I have no clue lol I typed everything the question asked and the table

- DecentNabeel

The general formula for quadratic eqn is y = ax^2 + bx + c
take any 3 points from the table
(0, 5.1)
(1, 3.03)
(5, 2.35)
plug these points into the above equation and you will get 3 different equations
use substitution or any method that you know to solve these 3 eqns with 3 unknowns

- anonymous

then use a calculator
http://www.wolframalpha.com/input/?i=quadratic+%280%2C5.1%29%2C%281%2C3.03%29%2C%282%2C1.72%29%2C%283%2C1.17%29%2C%284%2C1.38%29%2C%285%2C2.35%29%2C%286%2C4.08%29

- DecentNabeel

a point is written in the form (x,y) so plug 0 for x and 5.1 for y to get 1st eqn. follow same method to get other 2 eqns

- anonymous

@DecentNabeel i am not sure that would work, since it is not exact

- anonymous

im confused

- anonymous

So this part is correct?
The general formula for quadratic eqn is y = ax^2 + bx + c
take any 3 points from the table
(0, 5.1)
(1, 3.03)
(5, 2.35)
plug these points into the above equation and you will get 3 different equations
use substitution or any method that you know to solve these 3 eqns with 3 unknowns

- DecentNabeel

@satellite73 many way for solve i solve another but this is true

- anonymous

if it is exact you can do it using only three points
\[(0,5.1),(1,3.03),(2,2.35)\] or any other 3

- DecentNabeel

yes is correct

- anonymous

also you do not have to solve a system of three equations, only two

- anonymous

you want
\[ax^2+bx+c\] but sine \((0,5.1\) is on the graph, you have \(c=5.1\) right away, only need \(a\) and \(b\)

Stated exercise:
Answer from the thread:
(a) What general formula for a quadratic does it give?
(b) Which three points does it first suggest taking from the table?
(c) According to the last post, what value does c have right away, and which point gives it?

Data rows:

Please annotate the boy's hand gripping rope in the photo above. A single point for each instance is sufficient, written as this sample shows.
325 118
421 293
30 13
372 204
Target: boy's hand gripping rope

Solution below:
(a) y = ax^2 + bx + c
(b) (0, 5.1), (1, 3.03) and (5, 2.35)
(c) c = 5.1, because the point (0, 5.1) is on the graph.